# EXTRACTED TEXT
Change Starts…

Change starts with a small group of people who are willing to go out on a limb to show others that their small, impossible idea will work.

 

Kerosene lamps kill and disfigure thousands of people in the developing world.  Kerosene is cheap in the short run, it is available, and it is proven.  It provides light at night.  The risk, although substantial, is accepted. 

 

Solar lamps do not kill or disfigure.  They are more expensive in the short run, they are not readily available, and, in the eyes of the “new” market in the developing world, they are unproven.  Why would you spend a significant portion of your resource, in this case income, on something that is unproven?  When every penny is worth an ounce of food, the incentive to risk is low.

 

D.Light and SociaLite are companies that provide solar lamps to people living in poverty in the developing world.  Wherever they introduce their product, they face an uphill climb.  They have to unseat the incumbent, kerosene, with a new, unproven and even magical solution that supposedly provides reliable light at night from the sun.  That’s quite a hurdle to overcome. 

 

But they do overcome it.  And when they do, something happens.  People begin to see how spending money today can save them money tomorrow.  By investing in solar lamps, a person can have light well into the night, and they can have it without the fear of accidental burning or even death.  They eliminate the additional heat generated by burning kerosene.  They eliminate the soot in their homes.  Parents no longer have to wonder if the soot that covers the faces of their children each morning will harm them in the long run.  All of that goes away.  It doesn’t take them long to realize that an extra, difficult investment today will reduce the cost of medical care in the future.  Lamps aren’t the only example.

 

Water Health International operates small water treatment stations throughout India.  When they started in India in 2005, they operated one station.  People were reluctant to pay money for water, a commodity they could get for free from the local well.  Government efforts at education, though, helped the majority of the public understand that unclean water could make them sick, so when WHI stuck with their operation, the cost of local medical care started to go down.  People were spending more on water, but they were spending less on medicine each month.  They were also spending less time away from work due to illness.  They started feeling better…just feeling better.  By the end of 2009, WHI had nearly 300 stations.  Over 200 additional stations are planned for 2010.  And, most shockingly, at least 2 other competitors were in operation by the end of 2009.  Their entrepreneurship created a whole new industry in the country.

# ABOUT THIS TASK
According to the piece on how change starts, how many stations did Water Health International have by the end of 2009?

# ENTRIES SHOWN

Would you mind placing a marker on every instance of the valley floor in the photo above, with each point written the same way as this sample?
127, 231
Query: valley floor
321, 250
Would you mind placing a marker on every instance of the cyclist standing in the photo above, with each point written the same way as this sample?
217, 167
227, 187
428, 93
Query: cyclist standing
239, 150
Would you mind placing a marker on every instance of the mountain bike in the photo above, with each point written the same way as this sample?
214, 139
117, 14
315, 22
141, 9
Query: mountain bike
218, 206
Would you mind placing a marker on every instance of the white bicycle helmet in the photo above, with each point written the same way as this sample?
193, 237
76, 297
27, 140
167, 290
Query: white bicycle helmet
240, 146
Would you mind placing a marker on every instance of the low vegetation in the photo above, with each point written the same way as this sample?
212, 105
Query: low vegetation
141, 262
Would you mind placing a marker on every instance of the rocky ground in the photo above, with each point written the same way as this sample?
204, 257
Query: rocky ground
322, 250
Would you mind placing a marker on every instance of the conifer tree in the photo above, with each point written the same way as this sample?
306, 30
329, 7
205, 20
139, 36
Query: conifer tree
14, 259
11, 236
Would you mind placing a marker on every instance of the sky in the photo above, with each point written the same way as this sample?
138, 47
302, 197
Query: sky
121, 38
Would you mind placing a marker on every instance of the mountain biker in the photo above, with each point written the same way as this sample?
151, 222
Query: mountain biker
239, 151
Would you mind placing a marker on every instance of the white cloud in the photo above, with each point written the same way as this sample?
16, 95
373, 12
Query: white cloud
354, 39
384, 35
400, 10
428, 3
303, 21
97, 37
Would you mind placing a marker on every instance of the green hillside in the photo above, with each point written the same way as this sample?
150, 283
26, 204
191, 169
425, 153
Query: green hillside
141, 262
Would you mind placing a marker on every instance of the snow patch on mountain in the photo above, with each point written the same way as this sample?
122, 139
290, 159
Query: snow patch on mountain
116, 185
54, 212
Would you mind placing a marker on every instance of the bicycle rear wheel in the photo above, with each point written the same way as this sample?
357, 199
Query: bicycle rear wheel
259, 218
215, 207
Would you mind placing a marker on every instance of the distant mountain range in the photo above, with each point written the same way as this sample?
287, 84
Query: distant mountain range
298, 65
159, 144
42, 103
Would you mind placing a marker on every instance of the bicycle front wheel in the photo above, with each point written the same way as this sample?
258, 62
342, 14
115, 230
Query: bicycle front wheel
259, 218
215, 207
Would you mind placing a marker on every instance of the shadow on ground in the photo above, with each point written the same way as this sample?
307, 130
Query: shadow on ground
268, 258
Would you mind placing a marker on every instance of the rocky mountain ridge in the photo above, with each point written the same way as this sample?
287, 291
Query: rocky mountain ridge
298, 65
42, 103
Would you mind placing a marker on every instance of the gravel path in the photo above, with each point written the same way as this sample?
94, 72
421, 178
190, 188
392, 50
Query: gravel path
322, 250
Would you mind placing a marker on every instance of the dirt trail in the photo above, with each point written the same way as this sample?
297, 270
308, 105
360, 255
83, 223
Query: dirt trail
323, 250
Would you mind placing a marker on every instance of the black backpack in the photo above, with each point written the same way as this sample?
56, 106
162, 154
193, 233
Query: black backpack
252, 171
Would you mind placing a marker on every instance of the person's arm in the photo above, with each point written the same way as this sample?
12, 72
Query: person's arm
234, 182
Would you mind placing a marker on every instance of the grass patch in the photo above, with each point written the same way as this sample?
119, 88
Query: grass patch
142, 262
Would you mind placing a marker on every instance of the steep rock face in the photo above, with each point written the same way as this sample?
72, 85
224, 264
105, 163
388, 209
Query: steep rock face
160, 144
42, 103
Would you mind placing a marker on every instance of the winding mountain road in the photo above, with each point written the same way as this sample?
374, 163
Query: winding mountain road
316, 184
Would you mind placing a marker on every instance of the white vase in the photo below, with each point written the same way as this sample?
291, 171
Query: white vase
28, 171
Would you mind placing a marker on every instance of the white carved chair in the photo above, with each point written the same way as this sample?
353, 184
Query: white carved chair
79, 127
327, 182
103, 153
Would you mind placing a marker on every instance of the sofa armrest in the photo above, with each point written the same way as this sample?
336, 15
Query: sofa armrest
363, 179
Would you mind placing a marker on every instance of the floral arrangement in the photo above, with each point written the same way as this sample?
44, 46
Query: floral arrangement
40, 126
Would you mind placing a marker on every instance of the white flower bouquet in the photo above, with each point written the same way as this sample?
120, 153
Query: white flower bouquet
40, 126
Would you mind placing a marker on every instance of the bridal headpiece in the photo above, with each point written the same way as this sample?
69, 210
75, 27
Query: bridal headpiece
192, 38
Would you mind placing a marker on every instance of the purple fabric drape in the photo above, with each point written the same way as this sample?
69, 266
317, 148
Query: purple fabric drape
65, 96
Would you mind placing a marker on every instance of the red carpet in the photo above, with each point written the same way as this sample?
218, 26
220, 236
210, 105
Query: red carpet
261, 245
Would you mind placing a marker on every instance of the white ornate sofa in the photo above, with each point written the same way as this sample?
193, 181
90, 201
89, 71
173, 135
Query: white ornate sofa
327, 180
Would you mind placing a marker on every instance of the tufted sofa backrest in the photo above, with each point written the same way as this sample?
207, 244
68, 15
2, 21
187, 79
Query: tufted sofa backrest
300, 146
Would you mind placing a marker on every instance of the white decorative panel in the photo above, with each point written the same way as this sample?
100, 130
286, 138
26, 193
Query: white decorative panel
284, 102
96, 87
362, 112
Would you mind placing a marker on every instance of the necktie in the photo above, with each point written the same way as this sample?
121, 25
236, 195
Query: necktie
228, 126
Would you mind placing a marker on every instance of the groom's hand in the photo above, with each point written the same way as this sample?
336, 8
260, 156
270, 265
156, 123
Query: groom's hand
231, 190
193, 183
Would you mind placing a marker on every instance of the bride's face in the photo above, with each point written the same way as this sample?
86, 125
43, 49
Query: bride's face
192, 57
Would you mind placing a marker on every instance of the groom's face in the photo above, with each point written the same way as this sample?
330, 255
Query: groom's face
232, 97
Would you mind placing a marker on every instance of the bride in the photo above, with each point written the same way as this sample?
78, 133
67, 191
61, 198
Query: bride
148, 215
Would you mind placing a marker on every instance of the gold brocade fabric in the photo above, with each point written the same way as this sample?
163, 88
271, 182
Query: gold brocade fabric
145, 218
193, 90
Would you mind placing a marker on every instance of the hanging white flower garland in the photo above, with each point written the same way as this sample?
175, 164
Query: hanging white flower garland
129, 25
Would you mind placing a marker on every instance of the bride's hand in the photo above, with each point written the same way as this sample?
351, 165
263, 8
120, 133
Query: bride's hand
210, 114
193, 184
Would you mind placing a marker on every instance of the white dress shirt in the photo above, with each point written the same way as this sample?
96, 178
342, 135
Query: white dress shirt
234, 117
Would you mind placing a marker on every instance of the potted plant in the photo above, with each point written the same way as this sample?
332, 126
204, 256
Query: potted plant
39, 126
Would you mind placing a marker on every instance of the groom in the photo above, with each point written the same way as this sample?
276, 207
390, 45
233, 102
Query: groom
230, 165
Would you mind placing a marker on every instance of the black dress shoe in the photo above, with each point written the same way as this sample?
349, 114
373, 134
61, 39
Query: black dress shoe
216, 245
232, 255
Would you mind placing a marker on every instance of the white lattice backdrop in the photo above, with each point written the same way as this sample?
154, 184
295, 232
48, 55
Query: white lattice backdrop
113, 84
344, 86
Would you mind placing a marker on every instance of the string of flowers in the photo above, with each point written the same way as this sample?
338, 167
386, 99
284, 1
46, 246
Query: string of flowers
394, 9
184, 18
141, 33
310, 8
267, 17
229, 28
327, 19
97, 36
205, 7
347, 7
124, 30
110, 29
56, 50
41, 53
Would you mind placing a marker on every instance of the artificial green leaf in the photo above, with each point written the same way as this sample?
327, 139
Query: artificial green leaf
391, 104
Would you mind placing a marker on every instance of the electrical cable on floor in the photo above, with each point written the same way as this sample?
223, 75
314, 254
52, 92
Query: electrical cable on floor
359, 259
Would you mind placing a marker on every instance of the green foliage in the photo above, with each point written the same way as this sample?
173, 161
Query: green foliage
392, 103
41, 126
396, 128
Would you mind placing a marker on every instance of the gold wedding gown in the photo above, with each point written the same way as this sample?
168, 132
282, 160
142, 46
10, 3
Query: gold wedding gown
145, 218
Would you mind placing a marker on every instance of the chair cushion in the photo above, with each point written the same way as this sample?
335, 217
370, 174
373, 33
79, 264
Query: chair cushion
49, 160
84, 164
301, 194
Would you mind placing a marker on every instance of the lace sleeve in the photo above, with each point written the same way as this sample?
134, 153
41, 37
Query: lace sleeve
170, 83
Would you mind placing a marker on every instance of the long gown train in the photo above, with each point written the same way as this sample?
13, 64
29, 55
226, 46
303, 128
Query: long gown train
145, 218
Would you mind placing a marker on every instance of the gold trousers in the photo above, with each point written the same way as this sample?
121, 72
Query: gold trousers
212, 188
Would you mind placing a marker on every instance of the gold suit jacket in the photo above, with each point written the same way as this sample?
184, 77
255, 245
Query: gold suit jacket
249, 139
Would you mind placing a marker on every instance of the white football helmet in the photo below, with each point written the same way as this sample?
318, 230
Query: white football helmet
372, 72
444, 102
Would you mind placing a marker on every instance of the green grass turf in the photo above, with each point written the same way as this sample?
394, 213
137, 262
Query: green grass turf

# EXERCISE RESULT
Nearly 300 stations.